▸ **Source document**:
-- begin --
All,

This issue somewhat dropped from our radar - we didn't discuss it during
the interim or since.  Nonetheless, my interpretation of the below thread
is that Robert's proposal was accepted.  So I'm going to replace 1.D with
the text below (albeit s/system/server/) and move this issue to the REVIEW
state.

Thanks,
Kent



On 10/14/15, 2:08 PM, "Kent Watsen" <[email protected]> wrote:

>
>The new 1-D works for me.  It is similar in spirit to the proposal I just
>sent in the issue #4 thread.
>
>Thanks,
>Kent
>
>
>On 10/13/15, 9:14 AM, "Robert Wilton" <[email protected]> wrote:
>
>>In an attempt to try and close on some of the proposed requirement text
>>before Thursday's interim meeting.
>>
>>Does anyone have any outstanding objections on using this proposed text
>>for Requirement 1.D, or is it sufficiently clear to update the draft,
>>and resolve issue 1?
>>
>>OLD text for Requirement 1:
>>
>>    1.  Ability to interact with both intended and applied configuration
>>
>>        A.  The ability to ask the operational components of a system
>>            (e.g., line cards) for the configuration that they are
>>            currently using.  This is the "applied configuration".
>>
>>        B.  Applied configuration is read-only
>>
>>        C.  The data model for the applied configuration is the same as
>>            the data model for the intended configuration (same leaves)
>>
>>        D.  For asynchronous systems, when fully synchronized, the data
>>            in the applied configuration is the same as the data in the
>>            intended configuration.
>>
>>
>>NEW text (as above, changing 1.D only):
>>
>>    1.  Ability to interact with both intended and applied configuration
>>
>>        A.  The ability to ask the operational components of a system
>>            (e.g., line cards) for the configuration that they are
>>            currently using.  This is the "applied configuration".
>>
>>        B.  Applied configuration is read-only
>>
>>        C.  The data model for the applied configuration is the same as
>>            the data model for the intended configuration (same leaves)
>>
>>        D.  When the configuration change for any intended configuration
>>            node has been successfully applied to the system (e.g. not
>>            failed, nor deferred due to absent hardware) then the
>>            existence and value of the corresponding applied
>>            configuration node must match the intended configuration
>>            node.
-- end --
▸ **Supplied material**:
-- begin --
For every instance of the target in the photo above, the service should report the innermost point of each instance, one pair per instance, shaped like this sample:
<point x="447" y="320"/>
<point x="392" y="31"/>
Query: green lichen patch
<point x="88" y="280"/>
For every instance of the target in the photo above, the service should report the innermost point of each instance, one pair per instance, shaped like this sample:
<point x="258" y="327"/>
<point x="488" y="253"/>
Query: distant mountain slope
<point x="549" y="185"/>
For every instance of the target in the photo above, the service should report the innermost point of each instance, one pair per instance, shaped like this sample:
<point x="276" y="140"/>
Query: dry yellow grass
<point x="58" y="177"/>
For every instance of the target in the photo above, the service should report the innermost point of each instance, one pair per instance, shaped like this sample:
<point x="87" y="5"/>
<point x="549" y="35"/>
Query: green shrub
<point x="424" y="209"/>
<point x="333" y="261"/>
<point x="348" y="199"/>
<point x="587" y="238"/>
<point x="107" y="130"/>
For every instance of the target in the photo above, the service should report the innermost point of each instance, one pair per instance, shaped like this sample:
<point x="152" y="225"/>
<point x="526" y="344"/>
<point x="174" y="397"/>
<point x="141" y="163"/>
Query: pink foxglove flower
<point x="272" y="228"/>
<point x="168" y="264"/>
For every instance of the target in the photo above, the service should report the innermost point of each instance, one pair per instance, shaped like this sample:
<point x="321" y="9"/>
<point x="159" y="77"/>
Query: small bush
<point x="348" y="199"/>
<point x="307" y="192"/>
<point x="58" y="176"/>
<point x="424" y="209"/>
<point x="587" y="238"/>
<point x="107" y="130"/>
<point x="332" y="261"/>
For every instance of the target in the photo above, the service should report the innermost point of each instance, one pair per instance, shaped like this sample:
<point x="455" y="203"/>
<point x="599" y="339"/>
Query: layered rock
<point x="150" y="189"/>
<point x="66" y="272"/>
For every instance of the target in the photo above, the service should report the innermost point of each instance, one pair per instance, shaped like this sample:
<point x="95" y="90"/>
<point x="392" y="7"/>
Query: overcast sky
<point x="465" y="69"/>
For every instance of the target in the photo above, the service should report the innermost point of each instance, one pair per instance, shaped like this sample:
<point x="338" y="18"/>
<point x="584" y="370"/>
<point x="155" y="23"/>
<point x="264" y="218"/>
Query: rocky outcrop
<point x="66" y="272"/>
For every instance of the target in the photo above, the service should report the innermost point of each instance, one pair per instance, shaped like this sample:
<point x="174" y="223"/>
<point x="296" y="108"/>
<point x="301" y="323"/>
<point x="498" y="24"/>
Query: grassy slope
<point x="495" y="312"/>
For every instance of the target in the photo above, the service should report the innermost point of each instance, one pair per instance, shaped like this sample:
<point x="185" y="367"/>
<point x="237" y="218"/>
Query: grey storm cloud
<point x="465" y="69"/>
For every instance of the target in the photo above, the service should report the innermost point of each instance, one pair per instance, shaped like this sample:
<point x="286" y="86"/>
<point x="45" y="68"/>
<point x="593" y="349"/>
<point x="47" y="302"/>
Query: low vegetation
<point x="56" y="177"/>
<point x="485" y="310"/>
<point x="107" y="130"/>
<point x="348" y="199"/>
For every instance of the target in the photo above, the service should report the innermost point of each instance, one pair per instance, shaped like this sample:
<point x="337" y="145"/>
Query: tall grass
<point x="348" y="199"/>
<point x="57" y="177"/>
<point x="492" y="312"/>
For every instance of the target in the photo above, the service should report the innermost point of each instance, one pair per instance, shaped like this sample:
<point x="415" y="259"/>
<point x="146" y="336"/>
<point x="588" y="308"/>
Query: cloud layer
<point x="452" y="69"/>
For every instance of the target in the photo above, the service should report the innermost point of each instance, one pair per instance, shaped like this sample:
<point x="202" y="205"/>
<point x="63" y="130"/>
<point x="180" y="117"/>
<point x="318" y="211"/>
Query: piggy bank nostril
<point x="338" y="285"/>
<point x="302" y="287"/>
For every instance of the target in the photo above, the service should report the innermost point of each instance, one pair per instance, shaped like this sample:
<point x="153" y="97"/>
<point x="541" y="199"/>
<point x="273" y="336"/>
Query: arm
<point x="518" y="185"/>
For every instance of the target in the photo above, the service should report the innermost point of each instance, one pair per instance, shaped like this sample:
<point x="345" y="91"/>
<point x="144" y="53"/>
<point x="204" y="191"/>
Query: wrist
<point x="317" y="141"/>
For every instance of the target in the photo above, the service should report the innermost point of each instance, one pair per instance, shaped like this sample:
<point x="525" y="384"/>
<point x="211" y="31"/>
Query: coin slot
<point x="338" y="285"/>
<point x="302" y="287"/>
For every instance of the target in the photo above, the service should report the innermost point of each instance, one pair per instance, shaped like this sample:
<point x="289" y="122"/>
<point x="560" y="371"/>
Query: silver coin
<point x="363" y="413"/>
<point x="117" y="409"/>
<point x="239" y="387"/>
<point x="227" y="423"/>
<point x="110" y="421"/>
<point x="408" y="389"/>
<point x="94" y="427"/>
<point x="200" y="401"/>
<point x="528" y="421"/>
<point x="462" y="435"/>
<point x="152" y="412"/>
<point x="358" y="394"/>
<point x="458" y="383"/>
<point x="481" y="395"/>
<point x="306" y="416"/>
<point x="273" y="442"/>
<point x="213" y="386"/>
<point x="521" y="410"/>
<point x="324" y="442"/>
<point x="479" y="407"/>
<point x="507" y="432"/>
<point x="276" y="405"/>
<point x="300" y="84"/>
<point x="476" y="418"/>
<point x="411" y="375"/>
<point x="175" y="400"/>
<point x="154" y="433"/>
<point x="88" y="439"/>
-- end --
▸ **Jobs**:
a: Restate word for word the part of the Requirement 1.D email thread that begins at the words "On 10/14/15, 2:08" and stops after "Thursday's interim meeting.".
b: In the Requirement 1.D email thread, what state does Kent say he will move the issue to?
c: What comes next in the Requirement 1.D email thread? Continue it from where it stops.

▸ **Responses for each task**:
a:
On 10/14/15, 2:08 PM, "Kent Watsen" <[email protected]> wrote:

>
>The new 1-D works for me.  It is similar in spirit to the proposal I just
>sent in the issue #4 thread.
>
>Thanks,
>Kent
>
>
>On 10/13/15, 9:14 AM, "Robert Wilton" <[email protected]> wrote:
>
>>In an attempt to try and close on some of the proposed requirement text
>>before Thursday's interim meeting.

b: The REVIEW state.

c:
>>
>>
>>Thanks,
>>Rob
>>
>>
>>On 06/10/2015 21:54, Juergen Schoenwaelder wrote:
>>> On Tue, Oct 06, 2015 at 09:00:30PM +0100, Robert Wilton wrote:
>>>> Hi Juergen,
>>>>
>>>> On 06/10/2015 17:01, Juergen Schoenwaelder wrote:
>>>>> On Tue, Oct 06, 2015 at 10:38:11AM +0100, Robert Wilton wrote:
>>>>>> Hi Kent,
>>>>>>
>>>>>> On 06/10/2015 01:40, Kent Watsen wrote:
>>>>>>> This issue appears to have become more like issue #5 ­ should we
>>>>>>>mark
>>>>>>> this one a duplicate of the other?
>>>>>> I suggest that we can just finalize on the text being discussed to
>>>>>> replace 1.D and then resolve issue #1.
>>>>>>
>>>>>> Jason had proposed this text:
>>>>>>
>>>>>> When the configuration change for any intended configuration node
>>>>>>has
>>>>>> been successfully applied to the system (e.g. not failed, nor
>>>>>>deferred
>>>>>> due to absent hardware) then the existence and value of the applied
>>>>>> equivalent of the node (whether that be a corresponding node in the
>>>>>>data
>>>>>> model, an attribute associated with the intended config node, the
>>>>>> configuration node read from a different datastore or context, etc)
>>>>>>must
>>>>>> match the intended configuration node.
>>>>> I have no clue what "an attribute associated with the intended config
>>>>> node" or "the configuration node read from a different datastore or
>>>>> context" or "etc". means. What exactly is an "applied equivalent of
>>>>> the node"?
>>>>>
>>>>>> Or perhaps this slightly briefer alternative is better?:
>>>>>>
>>>>>>          D.  When the configuration change for any intended
>>>>>>              configuration node has been successfully applied to the
>>>>>>              system (e.g. not failed, nor deferred due to absent
>>>>>>hardware)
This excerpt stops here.